**本文**
******

いやはや。素晴らしい、激しい、重い、胸が張り裂ける、色々と考えさせられる話でした。Amazon やるね。なんと言ってもリズ・アーメッドの演技が素晴らしい。私はオリヴィア・クックは名女優だと思っていますが、彼女も素晴らしかったけれどリズ・アーメッドが素晴らしすぎて本作は完全に彼の映画だなと思いました。それから脇役のポール・レイシー(ろう者の支援センター代表ジョー役)がまた素晴らしい。彼がいなければ本作の輝きは半減したでしょう。両者はナショナル・ボード・オブ・レビューでそれぞれ主演男優賞、助演男優賞を受賞しています。
この映画の特徴は音ですね。無音になったり音が籠ったり金属的になったりします。それはルーベンの聴覚状態を表しており、本作の鑑賞者はルーベンの聴覚状態を共に体験することになります。とてもリアルでした。
★★プチネタバレ注意★★
タイトルが秀逸だと思います。ルーベンはメタラーだったのでその『メタル』の音と、彼は聴覚を取り戻すための手術をするのですが、それ以降彼が耳にする音はメタリックな音なのでそのWミーニングだと思うのですが。違うかな。いずれにしても音のある世界と無音の世界の対比がテーマなのでそれを象徴しているタイトルだと思います。
何よりもジョーの台詞が印象に残りました。
「朝の課題の時に静寂を感じたことは無かったか?(中略)私にとってはその静寂こそが心の平穏を得られる場所だ」

******

(データのまとまり)
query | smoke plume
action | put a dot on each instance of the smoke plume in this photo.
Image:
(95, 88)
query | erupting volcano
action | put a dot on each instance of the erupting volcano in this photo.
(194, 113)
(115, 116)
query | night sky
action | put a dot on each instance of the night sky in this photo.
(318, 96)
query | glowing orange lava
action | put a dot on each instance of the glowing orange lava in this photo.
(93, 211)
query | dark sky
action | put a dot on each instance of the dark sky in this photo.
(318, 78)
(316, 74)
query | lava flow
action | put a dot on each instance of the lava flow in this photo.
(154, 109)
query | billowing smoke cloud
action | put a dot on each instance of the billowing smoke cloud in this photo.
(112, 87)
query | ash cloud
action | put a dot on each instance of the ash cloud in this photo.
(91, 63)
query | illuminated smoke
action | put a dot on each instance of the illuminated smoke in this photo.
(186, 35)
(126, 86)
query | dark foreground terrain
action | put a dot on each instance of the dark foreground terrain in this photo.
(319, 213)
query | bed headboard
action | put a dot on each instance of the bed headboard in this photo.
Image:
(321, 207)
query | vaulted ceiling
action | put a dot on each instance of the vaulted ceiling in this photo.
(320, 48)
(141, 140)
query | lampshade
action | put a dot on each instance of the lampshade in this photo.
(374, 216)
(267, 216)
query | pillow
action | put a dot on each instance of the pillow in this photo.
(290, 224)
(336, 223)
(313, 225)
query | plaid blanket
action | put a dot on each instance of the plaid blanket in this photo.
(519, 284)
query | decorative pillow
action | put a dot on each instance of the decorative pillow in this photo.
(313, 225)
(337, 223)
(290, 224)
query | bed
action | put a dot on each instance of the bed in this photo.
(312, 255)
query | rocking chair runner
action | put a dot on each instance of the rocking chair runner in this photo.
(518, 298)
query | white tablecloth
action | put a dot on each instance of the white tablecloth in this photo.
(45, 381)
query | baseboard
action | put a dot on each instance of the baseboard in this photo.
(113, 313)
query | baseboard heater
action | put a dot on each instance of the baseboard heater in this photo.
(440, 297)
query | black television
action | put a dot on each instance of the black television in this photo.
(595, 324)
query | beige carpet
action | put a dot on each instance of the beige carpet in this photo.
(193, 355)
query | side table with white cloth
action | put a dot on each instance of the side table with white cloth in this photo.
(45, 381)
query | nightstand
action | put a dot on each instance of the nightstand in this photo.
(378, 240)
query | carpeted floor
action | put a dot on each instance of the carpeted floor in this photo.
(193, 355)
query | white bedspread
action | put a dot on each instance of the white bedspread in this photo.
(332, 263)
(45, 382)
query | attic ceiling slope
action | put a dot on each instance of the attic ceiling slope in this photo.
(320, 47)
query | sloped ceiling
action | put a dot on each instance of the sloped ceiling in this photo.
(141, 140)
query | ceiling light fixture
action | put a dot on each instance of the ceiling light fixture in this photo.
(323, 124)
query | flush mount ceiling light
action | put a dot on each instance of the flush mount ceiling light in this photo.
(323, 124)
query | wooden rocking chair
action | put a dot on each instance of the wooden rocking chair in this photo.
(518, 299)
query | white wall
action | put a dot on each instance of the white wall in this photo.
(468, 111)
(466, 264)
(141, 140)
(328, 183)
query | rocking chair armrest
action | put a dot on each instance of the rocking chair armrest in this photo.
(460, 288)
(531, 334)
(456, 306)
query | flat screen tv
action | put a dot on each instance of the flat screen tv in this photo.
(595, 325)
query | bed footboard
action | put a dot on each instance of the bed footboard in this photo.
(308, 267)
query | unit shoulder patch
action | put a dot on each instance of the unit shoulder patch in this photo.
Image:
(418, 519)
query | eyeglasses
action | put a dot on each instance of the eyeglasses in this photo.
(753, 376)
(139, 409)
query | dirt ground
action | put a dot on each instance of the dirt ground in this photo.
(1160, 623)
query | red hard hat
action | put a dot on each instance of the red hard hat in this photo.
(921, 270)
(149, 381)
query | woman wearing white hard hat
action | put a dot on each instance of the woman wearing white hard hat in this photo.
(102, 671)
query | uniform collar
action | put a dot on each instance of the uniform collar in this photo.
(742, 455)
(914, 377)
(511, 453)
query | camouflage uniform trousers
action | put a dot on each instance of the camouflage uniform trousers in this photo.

******

**指示**
- 1) 映画の感想の中で、ポール・レイシーは何の役を演じていると書かれていますか。
- 2) 映画の感想を、最後の文の後から書き継いでください。

**回答**
- 1) ろう者の支援センター代表のジョー役です。

- 2)
「難聴はハンデではなく治すものではない。私たちはそれをいつも心に留めている。」
「学者が来て偉そうに治してあげますとか言うけど治すところなんて無い」
imdBのレビューで難聴の当事者の方からのものがあり、人工内耳の手術の仕方、期間、費用などが映画では正しく描かれていないので、素晴らしい作品だがそこは原点とあり、そういう部分も勉強になりました。やっぱり当事者からの意見は貴重ですね。今公開中の『アウトポスト』も実際に現地で従軍していた人のレビューで「正しくない部分もあるが、大方は真実である。見てください」というのを見て、観たいなあと思いましたもの。観れるか分からないけど。
ということで本日オスカーのノミネートが発表されますね。私はあまり見ていませんが、とりあえず本作と、個人的に物凄く大好きだった『
ヒルビリーエレジー』、ヴァネッサ・カービーが凄まじかった『
私というパズル』が入るといいなあ。